EXERCISE AIM: An exact copy of all the data is the required output.

RECORDS FOR THE EXERCISE:

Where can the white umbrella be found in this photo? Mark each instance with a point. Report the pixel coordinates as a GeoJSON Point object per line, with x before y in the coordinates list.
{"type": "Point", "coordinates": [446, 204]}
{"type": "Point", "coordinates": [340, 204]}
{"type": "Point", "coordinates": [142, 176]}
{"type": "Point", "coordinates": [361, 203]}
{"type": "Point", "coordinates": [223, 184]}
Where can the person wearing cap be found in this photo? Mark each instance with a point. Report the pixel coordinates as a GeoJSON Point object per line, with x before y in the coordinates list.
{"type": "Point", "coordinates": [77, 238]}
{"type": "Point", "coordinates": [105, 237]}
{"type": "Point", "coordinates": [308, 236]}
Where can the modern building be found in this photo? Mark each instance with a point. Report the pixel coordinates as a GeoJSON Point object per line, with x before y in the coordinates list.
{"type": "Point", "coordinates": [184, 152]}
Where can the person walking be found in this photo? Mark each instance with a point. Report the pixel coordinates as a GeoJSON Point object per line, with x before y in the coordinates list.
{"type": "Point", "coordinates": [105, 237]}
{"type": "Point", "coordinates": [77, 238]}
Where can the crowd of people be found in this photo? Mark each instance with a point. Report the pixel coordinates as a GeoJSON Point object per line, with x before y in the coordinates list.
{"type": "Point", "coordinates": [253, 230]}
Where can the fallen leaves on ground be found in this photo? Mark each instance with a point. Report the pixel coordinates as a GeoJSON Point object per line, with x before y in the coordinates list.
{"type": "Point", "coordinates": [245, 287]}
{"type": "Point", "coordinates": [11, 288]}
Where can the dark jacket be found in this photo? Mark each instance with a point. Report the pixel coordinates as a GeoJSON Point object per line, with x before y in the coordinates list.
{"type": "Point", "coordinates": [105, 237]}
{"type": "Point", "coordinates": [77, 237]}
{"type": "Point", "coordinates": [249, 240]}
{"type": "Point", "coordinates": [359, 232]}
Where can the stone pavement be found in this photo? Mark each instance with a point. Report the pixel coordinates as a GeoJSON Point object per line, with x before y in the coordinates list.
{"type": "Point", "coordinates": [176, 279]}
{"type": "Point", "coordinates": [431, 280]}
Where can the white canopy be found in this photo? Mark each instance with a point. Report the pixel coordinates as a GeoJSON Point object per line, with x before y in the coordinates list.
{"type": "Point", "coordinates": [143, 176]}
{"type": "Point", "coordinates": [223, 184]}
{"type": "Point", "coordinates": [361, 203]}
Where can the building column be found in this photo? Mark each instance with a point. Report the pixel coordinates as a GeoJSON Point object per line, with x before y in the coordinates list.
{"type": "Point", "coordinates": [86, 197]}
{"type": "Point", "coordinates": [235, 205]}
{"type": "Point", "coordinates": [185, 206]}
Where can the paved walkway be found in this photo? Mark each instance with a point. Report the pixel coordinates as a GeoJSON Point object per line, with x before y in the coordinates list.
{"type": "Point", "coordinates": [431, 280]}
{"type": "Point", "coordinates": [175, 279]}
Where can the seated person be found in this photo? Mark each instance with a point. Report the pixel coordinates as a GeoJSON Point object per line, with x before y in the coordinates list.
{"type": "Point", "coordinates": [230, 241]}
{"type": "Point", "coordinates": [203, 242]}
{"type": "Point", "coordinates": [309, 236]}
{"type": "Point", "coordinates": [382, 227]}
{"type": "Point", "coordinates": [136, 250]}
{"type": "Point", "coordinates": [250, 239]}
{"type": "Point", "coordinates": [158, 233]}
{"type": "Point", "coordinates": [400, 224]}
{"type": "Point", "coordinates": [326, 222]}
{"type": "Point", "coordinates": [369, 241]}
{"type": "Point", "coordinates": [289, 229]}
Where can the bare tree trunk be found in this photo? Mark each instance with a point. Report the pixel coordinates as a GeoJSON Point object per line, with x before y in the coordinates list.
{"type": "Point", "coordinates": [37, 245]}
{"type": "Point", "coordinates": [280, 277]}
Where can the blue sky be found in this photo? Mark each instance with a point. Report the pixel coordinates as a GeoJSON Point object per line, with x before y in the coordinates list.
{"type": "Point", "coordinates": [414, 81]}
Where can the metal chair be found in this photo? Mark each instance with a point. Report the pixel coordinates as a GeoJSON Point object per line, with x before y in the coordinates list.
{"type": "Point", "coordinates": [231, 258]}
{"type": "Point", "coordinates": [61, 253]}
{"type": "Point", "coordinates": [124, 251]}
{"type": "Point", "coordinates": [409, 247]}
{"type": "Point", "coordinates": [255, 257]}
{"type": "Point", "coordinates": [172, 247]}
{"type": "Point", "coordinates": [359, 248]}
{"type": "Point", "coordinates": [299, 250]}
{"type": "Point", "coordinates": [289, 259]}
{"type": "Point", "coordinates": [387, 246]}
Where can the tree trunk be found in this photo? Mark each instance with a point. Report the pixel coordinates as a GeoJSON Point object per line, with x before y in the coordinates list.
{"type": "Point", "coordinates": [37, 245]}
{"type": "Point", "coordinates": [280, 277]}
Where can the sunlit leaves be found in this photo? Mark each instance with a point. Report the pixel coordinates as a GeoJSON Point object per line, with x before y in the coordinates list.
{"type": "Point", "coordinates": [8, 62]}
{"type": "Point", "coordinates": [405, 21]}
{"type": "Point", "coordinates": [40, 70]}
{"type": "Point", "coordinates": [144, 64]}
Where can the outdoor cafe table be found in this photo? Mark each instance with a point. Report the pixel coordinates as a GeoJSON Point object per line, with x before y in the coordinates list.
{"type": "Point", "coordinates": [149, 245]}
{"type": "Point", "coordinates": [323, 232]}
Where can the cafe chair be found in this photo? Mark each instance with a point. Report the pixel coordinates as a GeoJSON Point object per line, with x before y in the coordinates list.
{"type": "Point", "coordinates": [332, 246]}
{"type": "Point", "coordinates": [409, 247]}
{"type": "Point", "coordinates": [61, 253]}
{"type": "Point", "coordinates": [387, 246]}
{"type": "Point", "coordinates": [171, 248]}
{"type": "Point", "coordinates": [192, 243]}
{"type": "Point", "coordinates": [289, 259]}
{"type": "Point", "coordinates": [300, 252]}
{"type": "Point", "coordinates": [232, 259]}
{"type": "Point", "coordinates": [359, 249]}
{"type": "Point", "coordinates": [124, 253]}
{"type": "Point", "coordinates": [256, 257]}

TASK RESPONSE:
Where can the white umbrella be found in this photo? Mark each instance with a point. Report the pixel coordinates as a GeoJSON Point object per line, with x before y in the coordinates list.
{"type": "Point", "coordinates": [446, 204]}
{"type": "Point", "coordinates": [340, 204]}
{"type": "Point", "coordinates": [142, 176]}
{"type": "Point", "coordinates": [361, 203]}
{"type": "Point", "coordinates": [223, 184]}
Where can the person wearing cap be found in this photo? Mark each instance with a point. Report the pixel coordinates as a GeoJSON Point object per line, with x before y in the coordinates list.
{"type": "Point", "coordinates": [77, 238]}
{"type": "Point", "coordinates": [105, 237]}
{"type": "Point", "coordinates": [308, 236]}
Where can the modern building be found in this photo? Mark each instance with a point. Report the pixel coordinates as a GeoJSON Point object per line, with x before y in the coordinates list.
{"type": "Point", "coordinates": [184, 152]}
Where can the person walking be found in this photo? Mark each instance with a point. Report the pixel coordinates as a GeoJSON Point object per line, with x before y in the coordinates list.
{"type": "Point", "coordinates": [105, 237]}
{"type": "Point", "coordinates": [77, 238]}
Where can the crowd of people be found in this photo? Mark each instance with a point. Report the pixel coordinates as a GeoJSON Point object per line, with x before y in the coordinates list.
{"type": "Point", "coordinates": [253, 230]}
Where can the fallen leaves on ground be found in this photo? Mark each instance with a point. Report the pixel coordinates as a GeoJSON Point object per line, with x before y in the coordinates list.
{"type": "Point", "coordinates": [245, 287]}
{"type": "Point", "coordinates": [11, 288]}
Where can the dark jacket be found in this photo? Mark each instance with a point. Report the pixel coordinates as a GeoJSON Point object per line, with x before y in the coordinates list.
{"type": "Point", "coordinates": [105, 237]}
{"type": "Point", "coordinates": [77, 237]}
{"type": "Point", "coordinates": [249, 240]}
{"type": "Point", "coordinates": [359, 232]}
Where can the stone pavement be found in this photo? Mark each instance with a point. Report the pixel coordinates as a GeoJSON Point object per line, with x before y in the coordinates list.
{"type": "Point", "coordinates": [176, 279]}
{"type": "Point", "coordinates": [431, 280]}
Where can the white canopy be found in this photo? Mark each instance with a point. Report the pixel coordinates as a GeoJSON Point object per line, with x before y in the coordinates list.
{"type": "Point", "coordinates": [143, 176]}
{"type": "Point", "coordinates": [223, 184]}
{"type": "Point", "coordinates": [361, 203]}
Where can the building column be found in this photo? Mark each instance with a point. Report the pixel coordinates as a GeoJSON Point object per line, with x before y in the coordinates list.
{"type": "Point", "coordinates": [86, 197]}
{"type": "Point", "coordinates": [235, 205]}
{"type": "Point", "coordinates": [185, 206]}
Where can the paved walkway be found in this photo? Mark each instance with a point. Report the pixel coordinates as a GeoJSON Point object per line, with x before y in the coordinates list.
{"type": "Point", "coordinates": [431, 280]}
{"type": "Point", "coordinates": [175, 279]}
Where can the seated person be found in this photo? Mark each instance with a point. Report the pixel coordinates as a GeoJSON Point object per line, with x before y in the coordinates list.
{"type": "Point", "coordinates": [230, 241]}
{"type": "Point", "coordinates": [203, 242]}
{"type": "Point", "coordinates": [309, 236]}
{"type": "Point", "coordinates": [382, 227]}
{"type": "Point", "coordinates": [136, 250]}
{"type": "Point", "coordinates": [250, 239]}
{"type": "Point", "coordinates": [158, 233]}
{"type": "Point", "coordinates": [400, 224]}
{"type": "Point", "coordinates": [326, 222]}
{"type": "Point", "coordinates": [369, 241]}
{"type": "Point", "coordinates": [289, 229]}
Where can the bare tree trunk be found in this photo? Mark each instance with a point. Report the pixel coordinates as a GeoJSON Point object per line, with x before y in the coordinates list.
{"type": "Point", "coordinates": [37, 245]}
{"type": "Point", "coordinates": [280, 277]}
Where can the blue sky be found in this photo? Mark each instance with a point. Report the pixel coordinates as a GeoJSON Point object per line, with x before y in the coordinates list.
{"type": "Point", "coordinates": [414, 81]}
Where can the metal chair be found in this photo? Mark each instance with a point. Report the pixel coordinates as a GeoJSON Point object per line, with x before y in the coordinates list.
{"type": "Point", "coordinates": [231, 258]}
{"type": "Point", "coordinates": [61, 253]}
{"type": "Point", "coordinates": [124, 251]}
{"type": "Point", "coordinates": [409, 247]}
{"type": "Point", "coordinates": [255, 257]}
{"type": "Point", "coordinates": [172, 247]}
{"type": "Point", "coordinates": [359, 248]}
{"type": "Point", "coordinates": [299, 250]}
{"type": "Point", "coordinates": [289, 259]}
{"type": "Point", "coordinates": [387, 246]}
Where can the tree trunk be found in this photo? Mark each instance with a point. Report the pixel coordinates as a GeoJSON Point object per line, with x before y in the coordinates list.
{"type": "Point", "coordinates": [37, 245]}
{"type": "Point", "coordinates": [280, 277]}
Where can the sunlit leaves be found in this photo? Mark each instance with a point. Report the pixel coordinates as a GeoJSON Point object per line, with x before y in the coordinates list.
{"type": "Point", "coordinates": [8, 62]}
{"type": "Point", "coordinates": [405, 21]}
{"type": "Point", "coordinates": [40, 70]}
{"type": "Point", "coordinates": [144, 64]}
Where can the outdoor cafe table be found in this photo? Mark each instance with a point. Report the pixel coordinates as a GeoJSON Point object per line, with x before y in the coordinates list.
{"type": "Point", "coordinates": [149, 245]}
{"type": "Point", "coordinates": [323, 232]}
Where can the cafe chair be found in this photo? Mark each instance with a point. Report the pixel coordinates as a GeoJSON Point object per line, with x before y in the coordinates list.
{"type": "Point", "coordinates": [332, 246]}
{"type": "Point", "coordinates": [409, 247]}
{"type": "Point", "coordinates": [61, 253]}
{"type": "Point", "coordinates": [387, 246]}
{"type": "Point", "coordinates": [171, 248]}
{"type": "Point", "coordinates": [192, 243]}
{"type": "Point", "coordinates": [289, 259]}
{"type": "Point", "coordinates": [300, 252]}
{"type": "Point", "coordinates": [232, 259]}
{"type": "Point", "coordinates": [359, 249]}
{"type": "Point", "coordinates": [124, 253]}
{"type": "Point", "coordinates": [256, 257]}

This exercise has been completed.